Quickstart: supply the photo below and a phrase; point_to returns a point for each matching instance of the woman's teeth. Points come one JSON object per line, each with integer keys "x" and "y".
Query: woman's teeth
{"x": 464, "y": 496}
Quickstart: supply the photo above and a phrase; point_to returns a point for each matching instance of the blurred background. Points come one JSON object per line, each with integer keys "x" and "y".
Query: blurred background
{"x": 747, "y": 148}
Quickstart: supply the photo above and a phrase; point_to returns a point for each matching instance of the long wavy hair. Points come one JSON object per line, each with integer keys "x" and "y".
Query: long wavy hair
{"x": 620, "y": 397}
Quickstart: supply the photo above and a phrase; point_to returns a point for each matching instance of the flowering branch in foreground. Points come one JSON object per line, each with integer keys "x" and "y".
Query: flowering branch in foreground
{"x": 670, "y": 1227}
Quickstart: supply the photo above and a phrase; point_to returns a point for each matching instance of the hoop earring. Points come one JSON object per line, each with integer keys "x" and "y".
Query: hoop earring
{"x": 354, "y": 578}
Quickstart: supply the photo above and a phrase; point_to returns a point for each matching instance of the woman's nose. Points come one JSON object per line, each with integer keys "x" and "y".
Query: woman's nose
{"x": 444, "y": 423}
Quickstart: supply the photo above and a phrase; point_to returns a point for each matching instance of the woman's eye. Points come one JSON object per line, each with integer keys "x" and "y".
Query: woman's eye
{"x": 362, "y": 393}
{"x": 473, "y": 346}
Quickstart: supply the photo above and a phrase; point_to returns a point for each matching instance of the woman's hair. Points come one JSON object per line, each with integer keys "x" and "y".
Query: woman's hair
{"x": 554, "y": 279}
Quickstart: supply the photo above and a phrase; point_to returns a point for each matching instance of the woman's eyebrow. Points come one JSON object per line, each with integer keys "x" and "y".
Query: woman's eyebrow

= = = = = = =

__Your assignment__
Copy out exactly the lines from the one containing "the woman's nose." through the last line above, keeping both end lines.

__Answer for this exercise__
Quickstart: supply the photo above and a phrase; point_to returns a point for each matching instance of the woman's nose. Points come one JSON object per line, each with integer keys "x" and "y".
Query: woman's nose
{"x": 444, "y": 423}
Quickstart: supply the photo above and a phrase; point_to returns a point for each matching instance of the woman's eye. Points come one JSON object per line, each with integer keys "x" and "y".
Query: woman's eye
{"x": 362, "y": 393}
{"x": 473, "y": 346}
Quickstart: supply the photo above and a phrase; point_to returns a point for each matching instance of the woman's hair. Points come one JSON object per line, each with integer keys "x" and "y".
Query: woman's hair
{"x": 554, "y": 279}
Quickstart: supply the photo above and a phrase; point_to returns a point for each matching instance of the woman's eyebrow. Points come one JSON object per line, each with integer keys "x" and "y".
Query: woman's eyebrow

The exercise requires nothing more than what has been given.